Show each line of the rows below that contains the word "railing", copying every such line in full.
──────────
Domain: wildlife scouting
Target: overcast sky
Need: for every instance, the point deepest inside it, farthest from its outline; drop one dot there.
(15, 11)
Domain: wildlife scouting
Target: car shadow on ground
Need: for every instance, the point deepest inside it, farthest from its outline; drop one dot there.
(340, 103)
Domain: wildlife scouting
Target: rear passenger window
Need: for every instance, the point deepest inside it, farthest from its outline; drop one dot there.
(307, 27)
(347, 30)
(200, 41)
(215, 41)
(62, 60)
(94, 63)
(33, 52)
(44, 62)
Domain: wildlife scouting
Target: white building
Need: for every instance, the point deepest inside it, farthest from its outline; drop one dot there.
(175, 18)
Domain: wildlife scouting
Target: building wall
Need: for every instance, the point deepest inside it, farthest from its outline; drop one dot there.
──────────
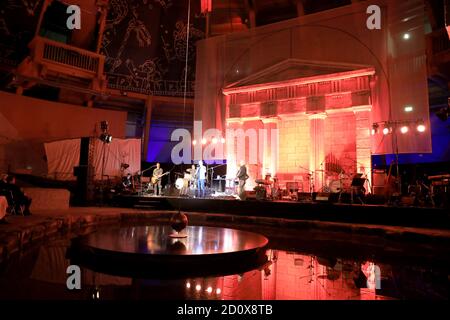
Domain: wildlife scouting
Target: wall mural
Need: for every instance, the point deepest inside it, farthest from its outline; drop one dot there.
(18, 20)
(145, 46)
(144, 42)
──────────
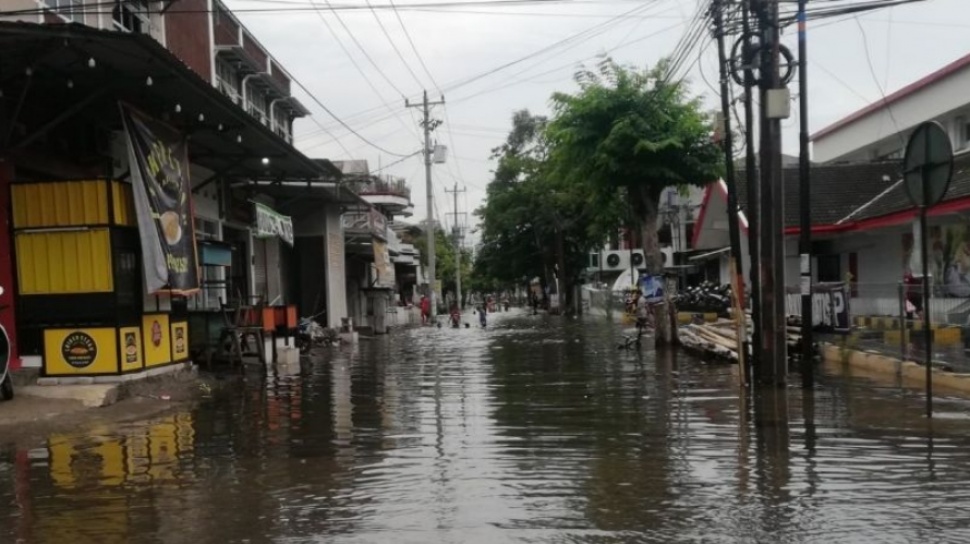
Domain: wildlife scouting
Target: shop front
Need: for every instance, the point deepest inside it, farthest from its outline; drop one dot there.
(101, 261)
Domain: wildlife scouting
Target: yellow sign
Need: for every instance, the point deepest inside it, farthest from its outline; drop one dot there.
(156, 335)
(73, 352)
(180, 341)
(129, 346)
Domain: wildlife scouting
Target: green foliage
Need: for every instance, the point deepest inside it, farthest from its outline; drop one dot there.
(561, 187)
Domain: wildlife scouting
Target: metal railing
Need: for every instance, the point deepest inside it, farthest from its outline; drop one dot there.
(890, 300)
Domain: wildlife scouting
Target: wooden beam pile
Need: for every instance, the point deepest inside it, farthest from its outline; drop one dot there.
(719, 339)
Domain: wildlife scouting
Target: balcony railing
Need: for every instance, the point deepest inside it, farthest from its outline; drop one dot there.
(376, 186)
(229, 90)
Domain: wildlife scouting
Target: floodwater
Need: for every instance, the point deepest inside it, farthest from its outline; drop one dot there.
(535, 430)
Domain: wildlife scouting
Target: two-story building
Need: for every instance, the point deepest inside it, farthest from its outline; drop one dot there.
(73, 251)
──────────
• Response below
Target: metal railing
Target: balcony railing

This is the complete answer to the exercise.